Dataset entries
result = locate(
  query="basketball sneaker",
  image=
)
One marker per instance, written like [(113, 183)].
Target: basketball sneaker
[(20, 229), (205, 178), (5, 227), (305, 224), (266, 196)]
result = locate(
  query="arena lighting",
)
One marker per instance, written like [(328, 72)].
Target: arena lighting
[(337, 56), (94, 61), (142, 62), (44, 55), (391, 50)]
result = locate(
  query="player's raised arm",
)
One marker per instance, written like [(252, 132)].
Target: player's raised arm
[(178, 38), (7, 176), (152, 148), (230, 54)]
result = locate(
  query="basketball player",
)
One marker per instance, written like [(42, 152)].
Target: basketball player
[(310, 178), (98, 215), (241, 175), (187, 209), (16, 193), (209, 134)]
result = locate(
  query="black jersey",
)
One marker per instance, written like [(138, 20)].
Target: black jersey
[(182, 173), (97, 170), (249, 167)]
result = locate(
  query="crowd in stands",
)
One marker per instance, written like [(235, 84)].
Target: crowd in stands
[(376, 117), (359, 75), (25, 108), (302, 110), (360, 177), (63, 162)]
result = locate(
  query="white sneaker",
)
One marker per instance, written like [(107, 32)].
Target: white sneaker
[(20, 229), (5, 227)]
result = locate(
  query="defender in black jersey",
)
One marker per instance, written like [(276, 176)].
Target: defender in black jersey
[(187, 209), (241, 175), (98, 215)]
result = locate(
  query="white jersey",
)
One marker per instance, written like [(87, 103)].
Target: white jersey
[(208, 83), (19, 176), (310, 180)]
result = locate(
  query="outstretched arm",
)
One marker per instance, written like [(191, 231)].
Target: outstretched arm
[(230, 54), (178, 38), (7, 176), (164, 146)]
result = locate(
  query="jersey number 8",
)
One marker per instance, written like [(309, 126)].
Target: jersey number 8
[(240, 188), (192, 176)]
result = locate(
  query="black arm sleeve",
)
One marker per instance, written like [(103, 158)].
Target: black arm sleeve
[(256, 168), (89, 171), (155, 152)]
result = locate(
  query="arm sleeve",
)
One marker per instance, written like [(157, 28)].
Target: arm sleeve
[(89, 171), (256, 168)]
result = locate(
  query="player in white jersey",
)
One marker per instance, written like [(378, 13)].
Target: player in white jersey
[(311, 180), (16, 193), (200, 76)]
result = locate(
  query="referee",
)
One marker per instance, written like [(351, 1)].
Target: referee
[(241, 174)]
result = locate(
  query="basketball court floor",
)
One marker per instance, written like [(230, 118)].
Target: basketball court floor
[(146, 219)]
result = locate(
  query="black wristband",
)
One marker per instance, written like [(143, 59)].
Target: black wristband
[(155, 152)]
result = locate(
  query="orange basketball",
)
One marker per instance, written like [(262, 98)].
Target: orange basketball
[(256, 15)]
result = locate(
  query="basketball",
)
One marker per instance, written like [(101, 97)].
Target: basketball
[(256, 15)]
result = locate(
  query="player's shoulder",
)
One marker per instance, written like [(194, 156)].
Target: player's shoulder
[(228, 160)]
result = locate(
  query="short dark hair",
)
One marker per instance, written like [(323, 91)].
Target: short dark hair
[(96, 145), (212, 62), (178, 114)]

* WORK TO COMPLETE
Extract all of the data exactly as written.

* RESPONSE TO THE EXERCISE
result = locate(
  query="basketball sneaker",
  image=
)
One marker per instance, written like [(113, 183)].
Target: basketball sneaker
[(20, 229), (205, 178), (5, 227), (305, 224), (266, 196)]
result = locate(
  query="arena lighting",
)
One marker per instance, written like [(328, 72)].
Target: arena lighting
[(337, 56), (94, 61), (142, 62), (44, 55), (391, 50)]
result = locate(
  query="player's raised arm",
)
One marker per instance, written like [(252, 132)].
Target: player's raised arm
[(178, 38), (7, 176), (152, 148), (230, 54)]
result = locate(
  query="basketball player",
)
One marker per instance, written like [(42, 152)].
Target: basketball player
[(310, 178), (98, 215), (241, 175), (187, 209), (16, 193), (209, 134)]
result = locate(
  query="black jersey",
)
One marker per instance, written like [(138, 20)].
Target: black jersey
[(182, 173), (97, 170), (249, 167)]
result = locate(
  query="crowd in stands",
)
One marker per instance, written like [(235, 84)].
Target: crowd in stands
[(376, 117), (359, 75), (25, 108), (302, 110), (360, 177), (63, 162)]
result = locate(
  query="white sneaker",
)
One marker per instance, written like [(107, 32)].
Target: white sneaker
[(20, 229), (5, 227)]
result = locate(
  query="defender in black jersey",
)
One marker per instance, written like [(276, 176)].
Target: defender in black jersey
[(187, 209), (241, 175), (98, 215)]
result = locate(
  query="white jersey",
)
One marker per instance, written like [(87, 103)].
Target: white jersey
[(208, 83), (19, 176), (310, 180)]
result = locate(
  query="outstretched arm",
)
One marker per instance, written like [(191, 231)].
Target: outstretched arm
[(230, 54), (178, 38), (7, 176), (164, 146)]
result = locate(
  query="jersey number 8",
)
One marker per instance, written like [(309, 126)].
Target: jersey number 8
[(240, 188), (192, 176)]
result = locate(
  query="black arm sleeve",
)
One marker per instance, written like [(103, 158)].
Target: black arm sleeve
[(256, 168), (89, 171), (155, 152)]
result = locate(
  query="arm sleeve",
)
One marker per instance, written like [(157, 28)].
Target: arm sleeve
[(89, 171), (256, 168)]
result = locate(
  query="player in white jersey",
)
One marker per instance, written like [(378, 13)].
Target: player in white jersey
[(311, 180), (16, 193), (200, 76)]
result = locate(
  query="referee",
)
One marker per instance, written like [(351, 1)].
Target: referee
[(241, 174)]
result = locate(
  query="basketball court floor",
)
One marker per instance, written like [(230, 118)].
Target: basketball court floor
[(146, 219)]
result = locate(
  query="black wristband",
)
One marker per instance, written like [(143, 59)].
Target: black wristband
[(155, 152)]
result = locate(
  query="orange basketball",
)
One marker per instance, written like [(262, 98)].
Target: orange basketball
[(256, 15)]
result = locate(
  query="basketball",
)
One marker per instance, written like [(101, 97)].
Target: basketball
[(256, 15)]
result = locate(
  query="player's shoulder",
)
One marker per instance, written like [(194, 156)].
Target: player's shoulder
[(228, 160)]
result = locate(
  query="short dark hair",
)
One marker per instance, written like [(323, 91)].
Target: short dark hair
[(96, 145), (212, 62), (178, 114)]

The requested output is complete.